Olivier DelacrétazEditorial
La Nation n° 1760 10 juin 2005
«Dans les dix ans dès l'entrée en vigueur de la présente Constitution, le Conseil d'Etat proposera un nouveau découpage administratif du Canton en vue de la réduction du nombre de districts, en tenant compte des besoins de la population et des facilités de communication. Le nombre de districts sera de huit à douze»: c’est que prévoit la nouvelle Constitution vaudoise dans ses dispositions transitoires. L’alinéa 3 de l’article 158 dispose en outre que les districts constitueront les arrondissements électoraux.

Les critères de redécoupage sont innombrables, politiques, judiciaires, administratifs, électoraux, démographiques, scolaires, économiques, géographiques, d’aménagement du territoire, de voies de communication, de transports publics. Ces critères ne correspondent pas toujours, se contredisent parfois. Selon que l’on insiste sur tel ou tel d’entre eux, on optera pour tel ou tel dessin. C’est dire qu’on peut varier les exercices de découpage et de collage à l’infini. On ne s’en est pas privé.

Se sent-on d’un district? C’est selon. Le chef-lieu donne un certain style et l’appartenance crée certaines affinités. Le caractère identitaire est bien marqué quand le district correspond à une région typée, ou alors périphérique, c’est-à-dire oubliée ou menacée: La Vallée, le Paysd’Enhaut, Avenches. En revanche, le district de Lausanne reste une notion abstraite. C’est la capitale qui fournit l’identité lausannoise, non le district. Il faut incorporer à la réflexion ces différences de rapport au district. Ajoutons encore que, désirant organiser les élections de 2007 avec des districts déjà redécoupés, l’Etat conduit l’opération à un rythme excessivement rapide. Malgré de récentes et cuisantes expériences, il refuse de voir que «le temps ne respecte pas ce qui se fait sans lui».

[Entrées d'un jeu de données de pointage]
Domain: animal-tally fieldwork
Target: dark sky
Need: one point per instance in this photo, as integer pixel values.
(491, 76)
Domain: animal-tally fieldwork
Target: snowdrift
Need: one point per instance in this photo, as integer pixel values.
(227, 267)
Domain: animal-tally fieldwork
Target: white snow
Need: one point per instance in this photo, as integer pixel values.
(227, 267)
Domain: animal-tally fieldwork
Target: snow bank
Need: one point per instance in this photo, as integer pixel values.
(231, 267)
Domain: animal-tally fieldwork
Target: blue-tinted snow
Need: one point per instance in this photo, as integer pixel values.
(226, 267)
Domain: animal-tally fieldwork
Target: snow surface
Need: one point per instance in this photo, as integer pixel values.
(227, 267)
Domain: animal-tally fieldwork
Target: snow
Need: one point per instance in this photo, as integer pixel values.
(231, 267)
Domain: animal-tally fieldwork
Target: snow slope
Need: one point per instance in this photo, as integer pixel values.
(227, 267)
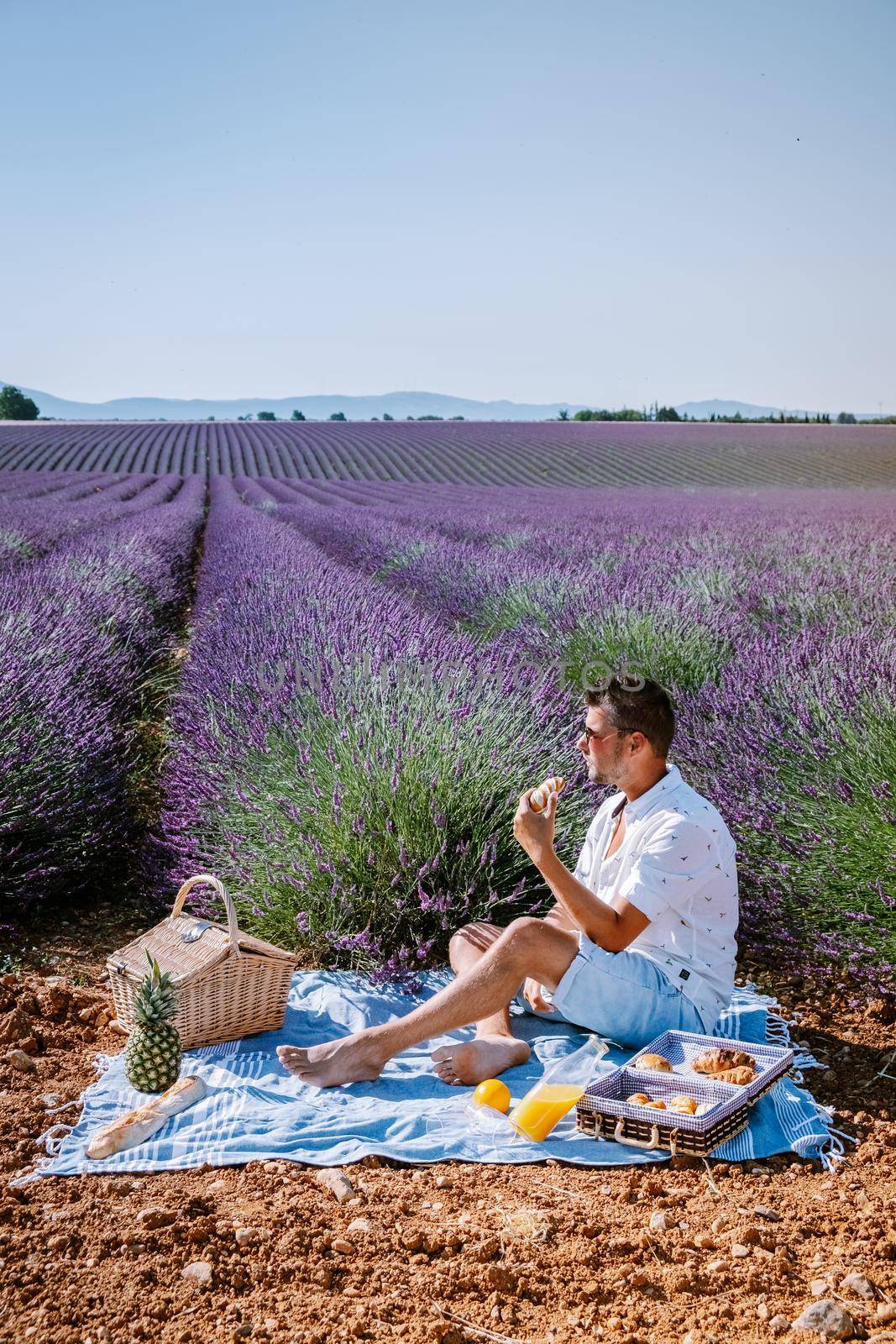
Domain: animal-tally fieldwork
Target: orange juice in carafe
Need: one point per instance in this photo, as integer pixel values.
(557, 1092)
(543, 1106)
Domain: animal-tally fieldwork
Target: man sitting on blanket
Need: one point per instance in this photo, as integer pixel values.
(641, 937)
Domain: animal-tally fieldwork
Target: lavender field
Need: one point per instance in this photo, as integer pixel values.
(354, 680)
(469, 452)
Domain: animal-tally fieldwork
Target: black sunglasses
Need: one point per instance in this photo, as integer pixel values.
(624, 682)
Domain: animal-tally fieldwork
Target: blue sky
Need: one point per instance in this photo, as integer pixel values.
(605, 203)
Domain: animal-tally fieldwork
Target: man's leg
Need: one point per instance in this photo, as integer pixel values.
(495, 1047)
(528, 947)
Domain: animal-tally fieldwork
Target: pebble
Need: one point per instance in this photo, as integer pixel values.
(859, 1285)
(24, 1063)
(152, 1218)
(336, 1182)
(826, 1319)
(199, 1272)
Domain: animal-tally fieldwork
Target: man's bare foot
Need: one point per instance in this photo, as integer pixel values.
(352, 1059)
(474, 1061)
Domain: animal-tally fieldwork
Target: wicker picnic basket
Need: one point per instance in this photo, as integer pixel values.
(228, 984)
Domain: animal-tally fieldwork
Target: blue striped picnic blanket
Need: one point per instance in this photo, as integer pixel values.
(254, 1109)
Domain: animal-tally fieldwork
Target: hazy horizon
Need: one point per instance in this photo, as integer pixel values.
(591, 205)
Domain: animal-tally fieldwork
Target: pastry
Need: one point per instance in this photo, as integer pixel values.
(539, 797)
(653, 1062)
(741, 1077)
(720, 1059)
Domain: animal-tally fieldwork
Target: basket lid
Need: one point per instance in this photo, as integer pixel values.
(165, 944)
(183, 945)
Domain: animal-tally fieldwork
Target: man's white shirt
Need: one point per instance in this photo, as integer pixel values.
(678, 864)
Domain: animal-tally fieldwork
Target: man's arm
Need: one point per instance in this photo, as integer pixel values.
(611, 929)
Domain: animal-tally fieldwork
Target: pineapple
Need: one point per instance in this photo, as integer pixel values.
(152, 1055)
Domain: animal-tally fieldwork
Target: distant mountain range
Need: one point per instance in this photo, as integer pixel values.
(398, 405)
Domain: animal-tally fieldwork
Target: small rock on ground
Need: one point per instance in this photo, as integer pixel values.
(199, 1272)
(336, 1182)
(826, 1319)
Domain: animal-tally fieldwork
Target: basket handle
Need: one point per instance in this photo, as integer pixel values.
(233, 927)
(654, 1139)
(636, 1142)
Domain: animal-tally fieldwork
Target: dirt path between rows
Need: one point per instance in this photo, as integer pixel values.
(452, 1252)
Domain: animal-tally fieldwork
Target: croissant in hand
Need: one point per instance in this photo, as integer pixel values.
(539, 797)
(720, 1059)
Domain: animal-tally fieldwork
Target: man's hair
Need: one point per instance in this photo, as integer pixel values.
(647, 711)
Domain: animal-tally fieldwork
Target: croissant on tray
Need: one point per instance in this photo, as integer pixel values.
(721, 1059)
(741, 1075)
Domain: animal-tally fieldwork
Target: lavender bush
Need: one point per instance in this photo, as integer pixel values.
(80, 629)
(329, 804)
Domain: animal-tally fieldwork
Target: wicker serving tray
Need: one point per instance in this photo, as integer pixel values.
(605, 1113)
(680, 1047)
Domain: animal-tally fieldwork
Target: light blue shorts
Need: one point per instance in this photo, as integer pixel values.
(620, 995)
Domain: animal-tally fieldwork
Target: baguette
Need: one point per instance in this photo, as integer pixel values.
(140, 1124)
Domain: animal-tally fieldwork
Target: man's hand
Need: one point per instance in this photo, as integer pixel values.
(535, 830)
(533, 995)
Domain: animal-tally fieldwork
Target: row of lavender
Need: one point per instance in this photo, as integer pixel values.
(533, 454)
(358, 803)
(93, 584)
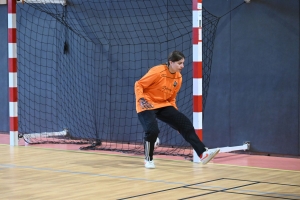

Objectifs:
• a. Répondez aux questions suivantes d'après l'éditorial :
(i) Combien de districts la nouvelle Constitution prévoit-elle ?
(ii) Qu'est-ce qui fournit l'identité lausannoise ?
(iii) Pour quelles élections l'État veut-il disposer de districts déjà redécoupés ?
• b. Renommez «Conseil d'Etat» en «gouvernement cantonal» dans le passage de l'éditorial qui commence par «Olivier DelacrétazEditorial» et se poursuit jusqu'à «les arrondissements électoraux.», puis redonnez ce passage.

Réponses par tâche:
• a.
(i) De huit à douze.
(ii) La capitale, et non le district.
(iii) Celles de 2007.

• b.
Olivier DelacrétazEditorial
La Nation n° 1760 10 juin 2005
«Dans les dix ans dès l'entrée en vigueur de la présente Constitution, le gouvernement cantonal proposera un nouveau découpage administratif du Canton en vue de la réduction du nombre de districts, en tenant compte des besoins de la population et des facilités de communication. Le nombre de districts sera de huit à douze»: c’est que prévoit la nouvelle Constitution vaudoise dans ses dispositions transitoires. L’alinéa 3 de l’article 158 dispose en outre que les districts constitueront les arrondissements électoraux.